TASKS TO CARRY OUT
1 – Decide whether each statement below agrees with the plasma physics abstract. Answer yes or no for each, and quote the words of the abstract that settle it.
(a) The experiments deal with both ordinary electron-ion plasmas and pair-particle plasmas.
(b) The authors belong to a department of physics.
(c) The results presented cover flow shear, polarization reversal, and pair ions.
2 – From the records, extract the lines running from the start of the records through the line that contains "x=172, y=12", both ends included, and copy them word for word. Leave the pictures out.

QUOTED PASSAGE
New Aspects on Plasma Wave and Instability Phenomena − Flow Shear, Polarization Reversal, and Pair Ions

R. Hatakeyama, T. Kaneko, W. Oohara, and K. Takahashi
Department of Electronic Engineering, Tohoku University, Sendai 980-8579, Japan
Abstract. Our basic-plasma experiments relating to fusion-oriented and space/astronomy plasmas have yielded deep and unique insight into wave and instability physics in ordinary electron-ion and unusual pair-particle plasmas. Here recent results on flow shear, polarization reversal, and pair ions are presented in the way that underlying physics is shed light on.

Stored data:

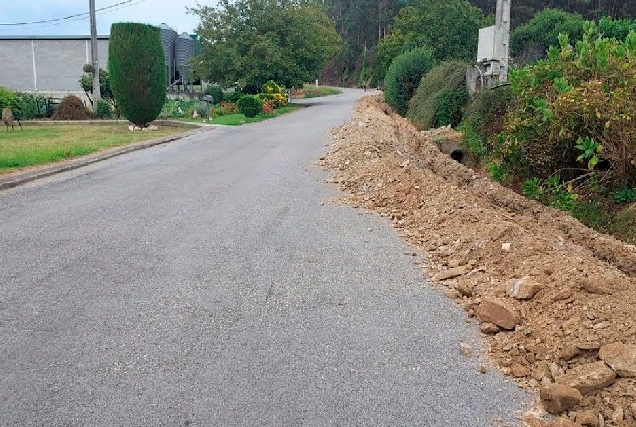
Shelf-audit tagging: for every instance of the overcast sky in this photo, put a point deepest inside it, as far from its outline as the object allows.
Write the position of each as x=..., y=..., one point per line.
x=172, y=12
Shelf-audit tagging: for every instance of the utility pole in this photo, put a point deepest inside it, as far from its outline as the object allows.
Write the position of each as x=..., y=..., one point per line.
x=94, y=56
x=503, y=30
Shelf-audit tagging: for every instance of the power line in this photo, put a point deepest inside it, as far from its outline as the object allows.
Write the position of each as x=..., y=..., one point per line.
x=74, y=17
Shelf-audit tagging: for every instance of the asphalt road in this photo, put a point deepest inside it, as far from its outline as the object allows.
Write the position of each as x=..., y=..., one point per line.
x=204, y=283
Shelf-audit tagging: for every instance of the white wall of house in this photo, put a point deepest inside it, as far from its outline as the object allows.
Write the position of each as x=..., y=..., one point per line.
x=50, y=66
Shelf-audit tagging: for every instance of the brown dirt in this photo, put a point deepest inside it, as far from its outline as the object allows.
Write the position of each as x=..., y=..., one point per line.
x=588, y=279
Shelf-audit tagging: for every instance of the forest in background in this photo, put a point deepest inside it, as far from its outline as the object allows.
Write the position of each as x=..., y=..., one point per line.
x=373, y=31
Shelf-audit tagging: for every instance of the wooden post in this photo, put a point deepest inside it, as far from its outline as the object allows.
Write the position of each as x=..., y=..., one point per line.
x=94, y=56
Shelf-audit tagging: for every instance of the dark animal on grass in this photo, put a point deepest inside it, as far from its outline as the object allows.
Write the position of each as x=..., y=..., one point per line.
x=9, y=119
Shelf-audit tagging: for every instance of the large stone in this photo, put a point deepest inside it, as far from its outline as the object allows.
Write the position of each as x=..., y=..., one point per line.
x=495, y=312
x=558, y=398
x=595, y=286
x=587, y=418
x=620, y=357
x=489, y=328
x=588, y=378
x=524, y=288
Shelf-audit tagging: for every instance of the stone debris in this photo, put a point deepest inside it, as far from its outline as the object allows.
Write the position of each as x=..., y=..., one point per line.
x=587, y=418
x=461, y=219
x=524, y=288
x=451, y=273
x=620, y=357
x=494, y=312
x=489, y=328
x=465, y=350
x=589, y=377
x=558, y=398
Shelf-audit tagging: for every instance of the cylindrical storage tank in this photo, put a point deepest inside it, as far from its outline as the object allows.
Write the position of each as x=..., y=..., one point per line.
x=168, y=38
x=185, y=50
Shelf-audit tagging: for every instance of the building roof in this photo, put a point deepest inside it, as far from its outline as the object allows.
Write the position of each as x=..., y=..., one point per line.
x=76, y=37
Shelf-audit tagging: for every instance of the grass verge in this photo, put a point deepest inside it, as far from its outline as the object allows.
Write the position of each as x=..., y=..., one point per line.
x=37, y=145
x=313, y=91
x=240, y=119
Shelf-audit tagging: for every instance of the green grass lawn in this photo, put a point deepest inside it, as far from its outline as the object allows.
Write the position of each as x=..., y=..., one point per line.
x=239, y=119
x=37, y=145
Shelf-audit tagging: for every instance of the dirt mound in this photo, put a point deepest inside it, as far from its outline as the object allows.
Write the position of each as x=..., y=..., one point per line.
x=548, y=291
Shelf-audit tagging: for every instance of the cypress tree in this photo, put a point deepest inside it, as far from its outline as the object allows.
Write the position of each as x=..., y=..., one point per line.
x=137, y=71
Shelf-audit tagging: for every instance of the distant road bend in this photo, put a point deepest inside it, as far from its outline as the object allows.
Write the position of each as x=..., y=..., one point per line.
x=210, y=282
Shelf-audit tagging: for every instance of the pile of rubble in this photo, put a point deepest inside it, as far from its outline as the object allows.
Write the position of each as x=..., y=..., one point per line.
x=555, y=300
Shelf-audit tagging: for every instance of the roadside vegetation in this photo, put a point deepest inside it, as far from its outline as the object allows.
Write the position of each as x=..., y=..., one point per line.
x=562, y=132
x=39, y=144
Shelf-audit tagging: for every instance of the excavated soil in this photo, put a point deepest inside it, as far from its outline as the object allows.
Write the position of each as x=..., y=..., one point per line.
x=480, y=238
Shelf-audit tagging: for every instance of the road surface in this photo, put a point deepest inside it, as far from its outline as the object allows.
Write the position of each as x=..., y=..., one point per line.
x=210, y=282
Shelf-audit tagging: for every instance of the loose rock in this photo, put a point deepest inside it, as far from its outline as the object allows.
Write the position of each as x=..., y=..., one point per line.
x=587, y=418
x=620, y=357
x=593, y=287
x=588, y=378
x=558, y=398
x=524, y=288
x=451, y=273
x=489, y=328
x=465, y=349
x=495, y=312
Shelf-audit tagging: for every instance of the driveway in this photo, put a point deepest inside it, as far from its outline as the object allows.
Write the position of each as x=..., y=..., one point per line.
x=211, y=282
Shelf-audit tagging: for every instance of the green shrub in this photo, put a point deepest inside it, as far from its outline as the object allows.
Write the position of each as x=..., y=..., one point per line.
x=530, y=41
x=25, y=106
x=215, y=92
x=177, y=108
x=250, y=105
x=72, y=108
x=404, y=76
x=573, y=113
x=103, y=110
x=484, y=118
x=274, y=94
x=202, y=109
x=137, y=71
x=234, y=96
x=624, y=195
x=440, y=97
x=225, y=109
x=616, y=28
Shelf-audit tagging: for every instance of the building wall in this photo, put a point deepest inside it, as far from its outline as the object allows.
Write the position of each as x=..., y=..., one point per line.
x=47, y=66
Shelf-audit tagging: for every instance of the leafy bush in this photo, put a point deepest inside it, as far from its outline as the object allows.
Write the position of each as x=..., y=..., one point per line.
x=624, y=195
x=137, y=71
x=552, y=192
x=250, y=105
x=234, y=96
x=8, y=98
x=268, y=107
x=616, y=28
x=404, y=75
x=86, y=81
x=103, y=110
x=215, y=92
x=274, y=94
x=72, y=108
x=440, y=97
x=225, y=109
x=574, y=112
x=484, y=118
x=177, y=108
x=202, y=109
x=530, y=41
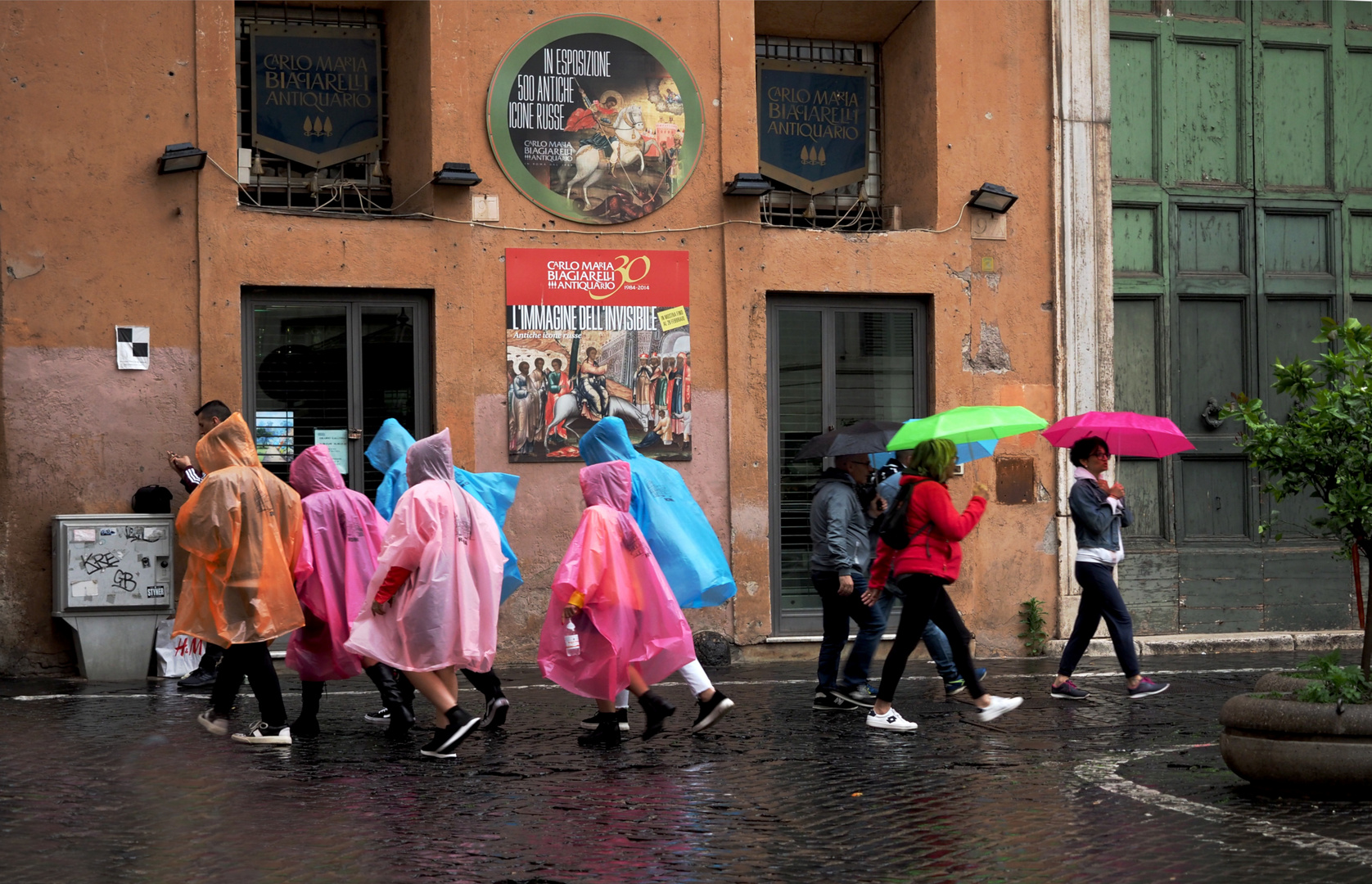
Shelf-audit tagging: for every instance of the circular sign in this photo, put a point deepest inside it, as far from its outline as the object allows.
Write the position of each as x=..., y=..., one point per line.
x=594, y=119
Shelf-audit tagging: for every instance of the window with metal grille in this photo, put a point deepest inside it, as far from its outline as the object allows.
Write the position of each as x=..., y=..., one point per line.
x=855, y=206
x=354, y=186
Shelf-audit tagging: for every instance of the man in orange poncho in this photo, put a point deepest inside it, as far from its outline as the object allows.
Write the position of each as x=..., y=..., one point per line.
x=241, y=527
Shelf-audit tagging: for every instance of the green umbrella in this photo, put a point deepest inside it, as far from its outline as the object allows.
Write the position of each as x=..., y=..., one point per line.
x=970, y=423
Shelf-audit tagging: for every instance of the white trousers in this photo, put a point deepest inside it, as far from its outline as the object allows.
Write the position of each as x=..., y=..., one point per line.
x=694, y=675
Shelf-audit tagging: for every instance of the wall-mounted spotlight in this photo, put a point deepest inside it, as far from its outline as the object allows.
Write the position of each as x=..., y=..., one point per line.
x=460, y=174
x=184, y=157
x=748, y=184
x=992, y=198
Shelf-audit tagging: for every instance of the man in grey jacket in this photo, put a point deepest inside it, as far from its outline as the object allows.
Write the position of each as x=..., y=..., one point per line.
x=840, y=548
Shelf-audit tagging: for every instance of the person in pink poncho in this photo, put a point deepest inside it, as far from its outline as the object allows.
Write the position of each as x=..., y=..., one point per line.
x=339, y=543
x=436, y=589
x=612, y=620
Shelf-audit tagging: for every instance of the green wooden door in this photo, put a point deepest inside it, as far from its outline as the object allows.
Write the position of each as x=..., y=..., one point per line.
x=1242, y=165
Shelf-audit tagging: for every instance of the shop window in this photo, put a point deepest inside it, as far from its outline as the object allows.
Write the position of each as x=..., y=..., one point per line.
x=328, y=368
x=357, y=184
x=854, y=206
x=832, y=363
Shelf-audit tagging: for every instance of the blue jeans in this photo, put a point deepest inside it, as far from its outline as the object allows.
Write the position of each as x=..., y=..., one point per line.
x=941, y=652
x=838, y=610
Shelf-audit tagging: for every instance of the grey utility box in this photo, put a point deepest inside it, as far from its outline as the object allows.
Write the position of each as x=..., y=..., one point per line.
x=111, y=582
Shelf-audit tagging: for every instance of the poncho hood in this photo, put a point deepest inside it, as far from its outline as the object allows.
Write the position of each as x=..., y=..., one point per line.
x=314, y=471
x=608, y=441
x=431, y=458
x=228, y=445
x=609, y=485
x=389, y=445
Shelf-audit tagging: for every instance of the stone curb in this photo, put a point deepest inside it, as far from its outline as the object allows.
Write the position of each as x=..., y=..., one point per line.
x=1224, y=643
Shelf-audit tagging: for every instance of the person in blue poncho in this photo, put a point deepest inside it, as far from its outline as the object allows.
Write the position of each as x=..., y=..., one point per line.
x=684, y=543
x=495, y=492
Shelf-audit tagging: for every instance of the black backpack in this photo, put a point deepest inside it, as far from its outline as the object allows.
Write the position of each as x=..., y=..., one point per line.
x=891, y=526
x=152, y=498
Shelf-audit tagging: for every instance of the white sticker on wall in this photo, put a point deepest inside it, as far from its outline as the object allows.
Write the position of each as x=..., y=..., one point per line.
x=131, y=346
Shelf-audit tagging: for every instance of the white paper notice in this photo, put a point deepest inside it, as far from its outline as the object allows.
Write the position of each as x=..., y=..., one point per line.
x=336, y=442
x=131, y=346
x=85, y=589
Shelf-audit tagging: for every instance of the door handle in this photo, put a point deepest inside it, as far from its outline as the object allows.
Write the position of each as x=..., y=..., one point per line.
x=1211, y=413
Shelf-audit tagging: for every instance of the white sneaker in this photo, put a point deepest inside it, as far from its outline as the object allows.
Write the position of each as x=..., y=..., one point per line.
x=891, y=721
x=999, y=706
x=261, y=735
x=211, y=722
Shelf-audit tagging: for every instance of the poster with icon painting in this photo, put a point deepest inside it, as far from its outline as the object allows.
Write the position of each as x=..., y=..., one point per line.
x=592, y=334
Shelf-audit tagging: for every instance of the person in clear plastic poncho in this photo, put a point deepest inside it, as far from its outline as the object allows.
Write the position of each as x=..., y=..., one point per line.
x=436, y=589
x=684, y=543
x=495, y=492
x=612, y=620
x=241, y=527
x=339, y=545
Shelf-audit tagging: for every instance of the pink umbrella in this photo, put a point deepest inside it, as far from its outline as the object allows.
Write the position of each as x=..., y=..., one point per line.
x=1126, y=433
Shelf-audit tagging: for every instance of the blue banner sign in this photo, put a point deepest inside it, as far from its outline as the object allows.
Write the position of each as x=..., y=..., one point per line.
x=813, y=124
x=316, y=92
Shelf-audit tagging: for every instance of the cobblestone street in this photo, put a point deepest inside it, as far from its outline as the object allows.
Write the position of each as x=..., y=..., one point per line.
x=106, y=783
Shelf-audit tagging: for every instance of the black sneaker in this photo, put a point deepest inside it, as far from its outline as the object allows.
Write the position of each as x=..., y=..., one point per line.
x=1067, y=691
x=860, y=697
x=657, y=710
x=621, y=715
x=448, y=739
x=711, y=711
x=199, y=679
x=832, y=701
x=1147, y=688
x=605, y=733
x=495, y=711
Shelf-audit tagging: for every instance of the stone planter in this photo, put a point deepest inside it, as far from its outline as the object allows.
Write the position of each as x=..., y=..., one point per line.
x=1286, y=744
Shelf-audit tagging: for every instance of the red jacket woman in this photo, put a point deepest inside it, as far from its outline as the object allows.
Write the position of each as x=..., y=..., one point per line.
x=935, y=527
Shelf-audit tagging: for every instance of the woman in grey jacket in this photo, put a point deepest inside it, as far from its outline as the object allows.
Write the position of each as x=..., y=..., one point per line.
x=1098, y=512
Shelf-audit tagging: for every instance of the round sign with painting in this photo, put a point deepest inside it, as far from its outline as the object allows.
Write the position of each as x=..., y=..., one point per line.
x=594, y=119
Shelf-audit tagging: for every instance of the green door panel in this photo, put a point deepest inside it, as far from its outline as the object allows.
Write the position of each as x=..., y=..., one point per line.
x=1211, y=241
x=1295, y=138
x=1295, y=243
x=1212, y=349
x=1360, y=245
x=1132, y=109
x=1295, y=11
x=1207, y=8
x=1207, y=136
x=1357, y=140
x=1215, y=500
x=1135, y=235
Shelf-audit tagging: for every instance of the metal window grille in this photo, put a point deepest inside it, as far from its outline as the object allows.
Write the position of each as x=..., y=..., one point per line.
x=852, y=208
x=353, y=187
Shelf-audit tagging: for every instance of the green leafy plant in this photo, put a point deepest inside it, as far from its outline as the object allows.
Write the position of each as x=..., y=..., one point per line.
x=1325, y=446
x=1035, y=637
x=1335, y=683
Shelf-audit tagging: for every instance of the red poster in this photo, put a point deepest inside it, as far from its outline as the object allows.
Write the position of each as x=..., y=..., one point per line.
x=597, y=332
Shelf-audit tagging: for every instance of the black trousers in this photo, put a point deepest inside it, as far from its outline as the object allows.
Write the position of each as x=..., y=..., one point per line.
x=927, y=600
x=253, y=661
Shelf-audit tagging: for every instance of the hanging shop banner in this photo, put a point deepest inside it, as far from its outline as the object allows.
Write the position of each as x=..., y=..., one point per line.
x=594, y=119
x=592, y=334
x=316, y=92
x=813, y=124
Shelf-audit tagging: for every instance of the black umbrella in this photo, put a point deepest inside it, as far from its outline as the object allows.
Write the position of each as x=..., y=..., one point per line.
x=864, y=437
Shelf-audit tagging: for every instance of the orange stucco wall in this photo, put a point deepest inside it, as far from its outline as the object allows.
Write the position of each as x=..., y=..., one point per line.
x=968, y=99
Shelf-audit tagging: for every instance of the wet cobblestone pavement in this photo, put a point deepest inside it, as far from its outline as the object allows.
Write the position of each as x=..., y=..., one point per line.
x=117, y=783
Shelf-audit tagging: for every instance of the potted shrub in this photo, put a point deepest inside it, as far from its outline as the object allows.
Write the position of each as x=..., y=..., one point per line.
x=1313, y=731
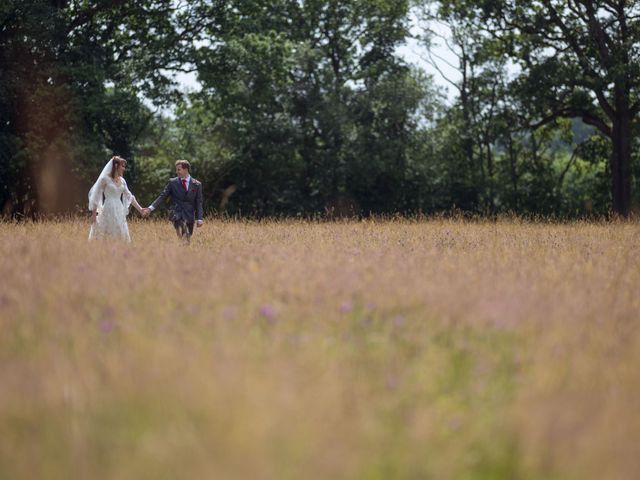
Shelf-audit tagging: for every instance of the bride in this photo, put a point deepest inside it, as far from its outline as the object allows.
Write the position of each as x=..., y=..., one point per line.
x=109, y=217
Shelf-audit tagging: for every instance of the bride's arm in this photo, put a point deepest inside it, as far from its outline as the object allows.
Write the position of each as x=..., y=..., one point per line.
x=130, y=195
x=135, y=203
x=95, y=198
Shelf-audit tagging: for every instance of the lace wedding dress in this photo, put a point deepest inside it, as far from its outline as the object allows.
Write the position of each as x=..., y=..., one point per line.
x=112, y=214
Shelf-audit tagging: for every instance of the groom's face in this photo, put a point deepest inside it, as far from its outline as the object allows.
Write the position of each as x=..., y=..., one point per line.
x=182, y=172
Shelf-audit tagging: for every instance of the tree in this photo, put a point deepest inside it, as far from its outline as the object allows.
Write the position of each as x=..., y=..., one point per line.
x=578, y=58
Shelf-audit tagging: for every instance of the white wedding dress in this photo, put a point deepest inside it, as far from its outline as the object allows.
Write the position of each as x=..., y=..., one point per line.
x=112, y=214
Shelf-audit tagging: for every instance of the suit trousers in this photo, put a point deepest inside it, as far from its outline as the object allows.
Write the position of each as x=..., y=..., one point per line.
x=183, y=228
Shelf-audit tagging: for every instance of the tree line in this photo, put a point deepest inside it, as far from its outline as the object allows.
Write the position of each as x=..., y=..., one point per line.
x=307, y=108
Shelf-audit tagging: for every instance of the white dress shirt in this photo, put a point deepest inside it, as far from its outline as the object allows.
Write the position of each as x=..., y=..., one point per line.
x=188, y=183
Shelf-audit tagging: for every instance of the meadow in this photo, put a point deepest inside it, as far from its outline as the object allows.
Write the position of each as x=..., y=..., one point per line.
x=435, y=349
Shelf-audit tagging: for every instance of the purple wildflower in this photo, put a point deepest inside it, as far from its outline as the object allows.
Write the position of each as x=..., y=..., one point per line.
x=345, y=307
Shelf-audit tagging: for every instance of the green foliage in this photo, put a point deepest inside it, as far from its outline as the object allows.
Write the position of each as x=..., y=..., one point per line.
x=306, y=108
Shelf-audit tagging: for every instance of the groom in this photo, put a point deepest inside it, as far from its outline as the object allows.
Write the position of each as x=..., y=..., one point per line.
x=186, y=201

ANSWERS
1 –
(a) Yes: "ordinary electron-ion and unusual pair-particle plasmas"
(b) No: "Department of Electronic Engineering, Tohoku University"
(c) Yes: "recent results on flow shear, polarization reversal, and pair ions are presented"

2 –
Shelf-audit tagging: for every instance of the overcast sky in this photo, put a point deepest inside it, as far from its outline as the object allows.
Write the position of each as x=..., y=..., one point per line.
x=172, y=12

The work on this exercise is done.